[Stored records]
□ □ □ □ □
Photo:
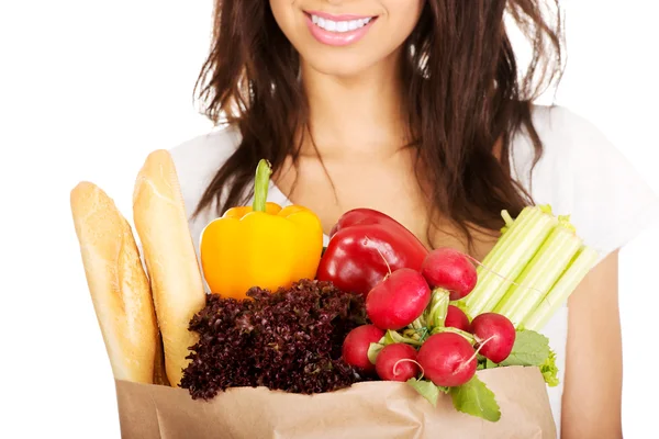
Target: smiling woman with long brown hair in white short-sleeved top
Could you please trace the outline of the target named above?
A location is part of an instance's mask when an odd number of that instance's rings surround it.
[[[312,209],[325,232],[345,211],[372,207],[428,248],[482,259],[502,209],[571,214],[602,260],[544,330],[561,371],[551,405],[563,438],[619,438],[617,251],[657,203],[592,124],[530,103],[560,76],[548,63],[560,60],[560,29],[543,7],[217,1],[200,85],[222,126],[172,156],[197,246],[212,218],[249,202],[260,158],[275,168],[269,200]],[[533,48],[521,80],[504,16]]]

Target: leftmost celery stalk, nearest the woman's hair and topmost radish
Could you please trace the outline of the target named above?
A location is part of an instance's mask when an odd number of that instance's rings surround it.
[[[554,215],[534,207],[520,224],[513,224],[505,234],[511,235],[506,245],[498,243],[483,262],[487,268],[480,267],[477,285],[466,297],[470,315],[491,312],[499,304],[510,282],[517,279],[557,223]]]

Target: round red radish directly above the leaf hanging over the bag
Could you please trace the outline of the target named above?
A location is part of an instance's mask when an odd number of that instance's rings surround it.
[[[465,337],[439,333],[428,337],[416,356],[424,375],[435,385],[462,385],[476,373],[476,351]]]

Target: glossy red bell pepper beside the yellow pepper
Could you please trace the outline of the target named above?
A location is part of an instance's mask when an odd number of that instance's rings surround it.
[[[316,278],[366,296],[390,270],[421,270],[427,255],[418,238],[392,217],[355,209],[332,228]]]

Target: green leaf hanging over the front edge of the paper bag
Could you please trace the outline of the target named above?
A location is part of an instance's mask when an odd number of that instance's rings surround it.
[[[473,375],[467,383],[450,389],[454,407],[458,412],[478,416],[491,423],[501,418],[501,409],[494,397],[494,392],[485,383]]]

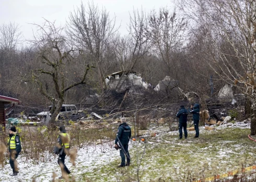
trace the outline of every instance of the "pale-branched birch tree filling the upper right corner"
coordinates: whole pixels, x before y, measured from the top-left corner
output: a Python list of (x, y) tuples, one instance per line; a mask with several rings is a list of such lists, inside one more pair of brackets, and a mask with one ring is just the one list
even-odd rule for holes
[(204, 26), (211, 51), (202, 52), (220, 79), (250, 101), (251, 135), (256, 134), (256, 3), (253, 0), (182, 1), (184, 14)]

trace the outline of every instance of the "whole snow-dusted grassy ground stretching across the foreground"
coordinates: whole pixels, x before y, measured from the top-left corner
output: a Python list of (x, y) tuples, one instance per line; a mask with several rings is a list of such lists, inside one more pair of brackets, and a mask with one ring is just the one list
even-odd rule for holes
[[(146, 146), (139, 170), (141, 181), (157, 180), (160, 177), (176, 181), (176, 176), (180, 176), (177, 174), (185, 174), (188, 170), (198, 176), (202, 175), (202, 170), (206, 171), (206, 175), (218, 174), (235, 170), (243, 157), (252, 160), (256, 143), (247, 138), (248, 128), (250, 123), (243, 122), (216, 126), (215, 131), (206, 131), (204, 127), (200, 127), (200, 138), (194, 139), (195, 132), (189, 132), (187, 140), (178, 140), (178, 131), (168, 132), (168, 126), (164, 125), (144, 131), (146, 144), (130, 144), (130, 167), (117, 168), (121, 161), (119, 151), (107, 144), (79, 149), (76, 166), (72, 166), (69, 157), (66, 157), (66, 165), (76, 181), (122, 181), (129, 176), (130, 181), (136, 181), (137, 162)], [(158, 134), (151, 138), (150, 132)], [(232, 132), (239, 134), (241, 138), (236, 138), (235, 134), (232, 136)], [(224, 134), (229, 138), (223, 137)], [(255, 162), (245, 165), (253, 163)], [(57, 157), (54, 155), (49, 156), (48, 162), (38, 163), (27, 162), (20, 155), (18, 167), (19, 174), (15, 177), (9, 176), (12, 172), (7, 161), (7, 164), (0, 168), (0, 181), (32, 181), (32, 178), (36, 178), (36, 181), (52, 181), (53, 172), (57, 177), (61, 176)]]

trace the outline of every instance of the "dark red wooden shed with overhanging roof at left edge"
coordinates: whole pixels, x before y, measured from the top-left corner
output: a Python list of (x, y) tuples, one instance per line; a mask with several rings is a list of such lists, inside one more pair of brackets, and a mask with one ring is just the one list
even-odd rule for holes
[[(3, 125), (5, 127), (5, 113), (8, 112), (10, 109), (14, 108), (15, 103), (19, 103), (19, 100), (0, 95), (0, 125)], [(5, 109), (6, 104), (10, 104), (12, 106)]]

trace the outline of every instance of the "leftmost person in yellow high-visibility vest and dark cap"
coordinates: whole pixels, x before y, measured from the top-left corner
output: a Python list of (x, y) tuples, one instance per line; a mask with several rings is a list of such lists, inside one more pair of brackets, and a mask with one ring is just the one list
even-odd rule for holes
[[(21, 152), (21, 143), (19, 134), (16, 133), (16, 127), (11, 126), (9, 128), (9, 139), (8, 139), (8, 149), (10, 152), (10, 167), (13, 169), (13, 174), (11, 176), (17, 176), (19, 173), (17, 169), (16, 159), (18, 158), (19, 153)], [(16, 163), (17, 164), (17, 163)]]

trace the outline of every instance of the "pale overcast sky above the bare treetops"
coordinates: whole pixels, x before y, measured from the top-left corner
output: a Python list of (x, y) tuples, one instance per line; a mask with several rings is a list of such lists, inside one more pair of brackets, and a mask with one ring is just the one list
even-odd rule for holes
[[(0, 24), (15, 22), (20, 25), (20, 30), (25, 39), (32, 38), (33, 25), (29, 23), (42, 24), (43, 18), (54, 21), (57, 24), (65, 24), (68, 20), (69, 12), (74, 8), (88, 1), (81, 0), (0, 0)], [(91, 1), (89, 1), (91, 2)], [(135, 9), (150, 12), (152, 9), (158, 10), (160, 7), (168, 7), (173, 10), (171, 0), (94, 0), (94, 4), (99, 7), (106, 7), (110, 16), (117, 17), (117, 24), (121, 23), (119, 32), (126, 34), (126, 25), (129, 23), (129, 12)]]

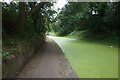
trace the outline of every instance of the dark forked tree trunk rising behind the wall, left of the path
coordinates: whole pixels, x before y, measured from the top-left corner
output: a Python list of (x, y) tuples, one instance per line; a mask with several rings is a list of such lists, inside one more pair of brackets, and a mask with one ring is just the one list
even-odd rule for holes
[(15, 32), (20, 33), (22, 29), (25, 26), (25, 22), (28, 19), (28, 16), (36, 12), (41, 6), (44, 6), (44, 4), (37, 4), (33, 7), (33, 9), (30, 12), (26, 12), (26, 4), (25, 2), (19, 2), (19, 15), (18, 20), (16, 22), (15, 26)]

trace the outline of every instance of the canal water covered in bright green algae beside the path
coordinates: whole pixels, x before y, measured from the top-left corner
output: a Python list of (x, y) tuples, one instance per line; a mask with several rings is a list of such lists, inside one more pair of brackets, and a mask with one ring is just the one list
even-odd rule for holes
[(66, 37), (48, 36), (61, 47), (80, 78), (118, 78), (118, 48)]

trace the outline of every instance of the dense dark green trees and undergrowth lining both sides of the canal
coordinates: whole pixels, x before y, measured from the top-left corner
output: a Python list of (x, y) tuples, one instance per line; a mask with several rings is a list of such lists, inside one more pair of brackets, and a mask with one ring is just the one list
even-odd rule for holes
[[(2, 3), (3, 58), (19, 51), (15, 46), (23, 41), (44, 41), (46, 31), (57, 35), (117, 42), (120, 26), (120, 2), (68, 2), (56, 13), (50, 2)], [(53, 18), (55, 17), (55, 18)], [(55, 21), (55, 22), (54, 22)], [(10, 48), (6, 51), (4, 47)]]

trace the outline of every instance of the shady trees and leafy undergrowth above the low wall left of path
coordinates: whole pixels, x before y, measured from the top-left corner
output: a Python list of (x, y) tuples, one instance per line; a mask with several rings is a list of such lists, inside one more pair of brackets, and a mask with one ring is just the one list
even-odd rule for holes
[(2, 4), (3, 59), (6, 60), (10, 54), (19, 52), (16, 48), (19, 44), (44, 41), (55, 11), (51, 9), (53, 3), (50, 2)]

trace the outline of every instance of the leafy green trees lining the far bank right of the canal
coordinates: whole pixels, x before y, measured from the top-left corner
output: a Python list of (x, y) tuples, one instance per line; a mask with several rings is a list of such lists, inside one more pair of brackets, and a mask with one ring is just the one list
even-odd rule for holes
[(120, 2), (68, 3), (55, 18), (53, 30), (60, 36), (80, 32), (80, 36), (96, 40), (118, 40)]

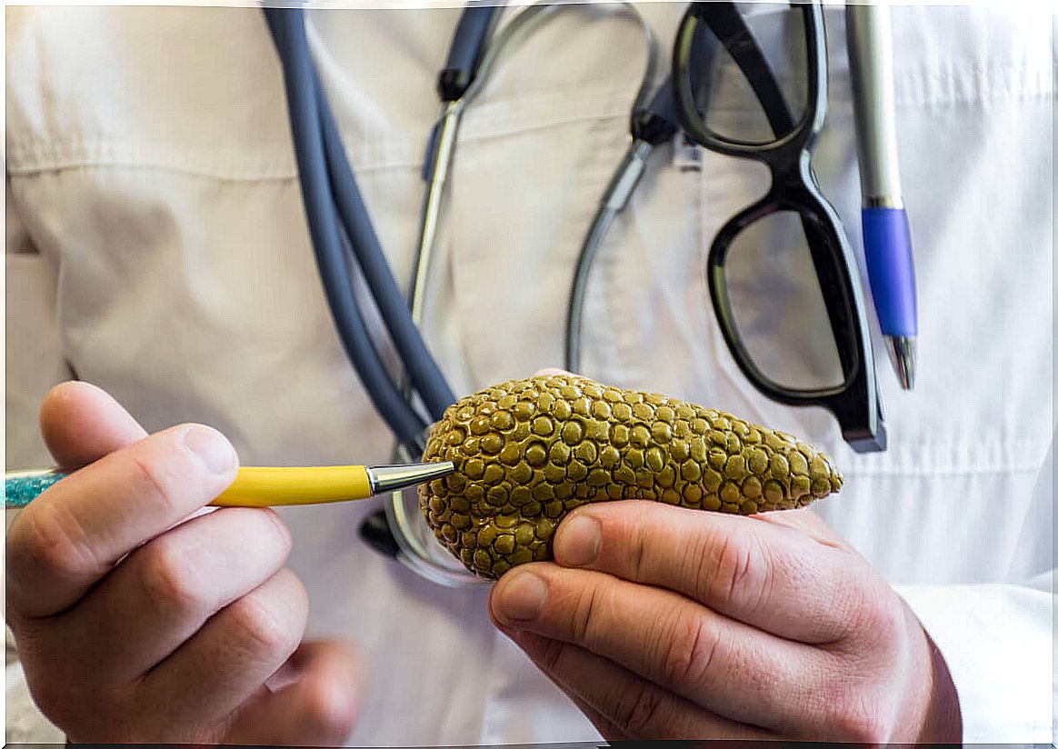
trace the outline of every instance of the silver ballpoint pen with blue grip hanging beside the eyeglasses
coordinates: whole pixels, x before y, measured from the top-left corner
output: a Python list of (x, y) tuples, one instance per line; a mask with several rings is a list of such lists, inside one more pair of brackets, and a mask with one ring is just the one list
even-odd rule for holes
[(910, 390), (915, 384), (918, 312), (896, 153), (889, 7), (847, 5), (845, 24), (863, 195), (863, 254), (882, 335), (900, 385)]

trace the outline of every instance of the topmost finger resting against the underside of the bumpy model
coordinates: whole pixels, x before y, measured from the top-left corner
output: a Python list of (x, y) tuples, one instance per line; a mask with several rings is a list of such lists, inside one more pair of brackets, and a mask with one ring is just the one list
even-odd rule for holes
[(772, 635), (821, 644), (846, 635), (870, 592), (853, 552), (759, 517), (622, 500), (578, 508), (554, 559), (682, 593)]

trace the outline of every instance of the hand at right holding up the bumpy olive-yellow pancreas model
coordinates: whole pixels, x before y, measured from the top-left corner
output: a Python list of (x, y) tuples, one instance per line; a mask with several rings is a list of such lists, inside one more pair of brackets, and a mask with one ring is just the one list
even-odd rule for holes
[(922, 625), (806, 510), (586, 506), (554, 556), (490, 610), (609, 739), (961, 741)]

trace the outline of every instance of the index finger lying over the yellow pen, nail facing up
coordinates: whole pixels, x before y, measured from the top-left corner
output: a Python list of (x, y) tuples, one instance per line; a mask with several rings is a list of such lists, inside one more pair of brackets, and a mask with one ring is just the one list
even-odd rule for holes
[(12, 524), (8, 610), (45, 617), (70, 607), (122, 556), (220, 494), (236, 470), (223, 435), (183, 424), (67, 476)]

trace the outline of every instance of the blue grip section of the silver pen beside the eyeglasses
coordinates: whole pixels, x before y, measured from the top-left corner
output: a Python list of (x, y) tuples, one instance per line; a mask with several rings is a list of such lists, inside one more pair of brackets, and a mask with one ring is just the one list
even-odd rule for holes
[(863, 208), (863, 253), (883, 335), (918, 334), (911, 230), (904, 208)]

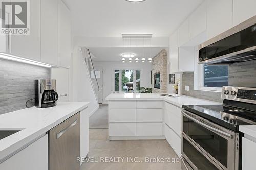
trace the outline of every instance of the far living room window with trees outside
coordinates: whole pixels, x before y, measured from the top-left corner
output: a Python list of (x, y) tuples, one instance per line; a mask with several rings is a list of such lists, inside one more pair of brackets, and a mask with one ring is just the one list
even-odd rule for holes
[(128, 92), (140, 90), (140, 70), (114, 70), (115, 92)]

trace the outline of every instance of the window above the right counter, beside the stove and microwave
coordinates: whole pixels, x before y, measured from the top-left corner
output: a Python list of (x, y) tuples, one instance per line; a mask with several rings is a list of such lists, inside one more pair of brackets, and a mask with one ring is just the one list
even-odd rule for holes
[(204, 65), (204, 87), (228, 86), (227, 65)]

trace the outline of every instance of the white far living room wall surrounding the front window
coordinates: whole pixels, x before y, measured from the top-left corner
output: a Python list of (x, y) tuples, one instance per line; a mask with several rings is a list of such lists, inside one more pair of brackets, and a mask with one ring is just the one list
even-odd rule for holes
[(94, 62), (95, 68), (103, 68), (103, 104), (108, 102), (106, 96), (114, 91), (114, 70), (115, 69), (138, 69), (141, 70), (141, 86), (151, 87), (151, 63), (122, 63), (120, 62)]

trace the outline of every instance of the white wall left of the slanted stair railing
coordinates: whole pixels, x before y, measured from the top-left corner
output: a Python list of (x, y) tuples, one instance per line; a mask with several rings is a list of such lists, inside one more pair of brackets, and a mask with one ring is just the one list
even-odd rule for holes
[(93, 91), (86, 64), (84, 63), (83, 57), (78, 53), (78, 49), (74, 50), (73, 53), (72, 68), (73, 101), (90, 101), (88, 112), (89, 116), (91, 116), (99, 108), (99, 105)]

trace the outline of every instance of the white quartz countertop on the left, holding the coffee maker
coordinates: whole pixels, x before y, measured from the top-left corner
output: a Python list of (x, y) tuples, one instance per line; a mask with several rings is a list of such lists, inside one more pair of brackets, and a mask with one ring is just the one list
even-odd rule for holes
[(0, 115), (0, 130), (20, 130), (0, 140), (0, 162), (67, 118), (87, 108), (89, 103), (58, 102), (50, 108), (31, 107)]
□ □ □ □ □
Aim of the task: Each line that contains the string "yellow" should be copied from the data above.

Answer:
Target: glossy red bell pepper beside the yellow pepper
trace the outline of every instance of the "leftmost person in yellow high-visibility vest and dark cap"
trace the outline of every instance of the hand at right holding up the bumpy olive-yellow pancreas model
trace the outline of every instance of the index finger lying over the yellow pen, nail facing up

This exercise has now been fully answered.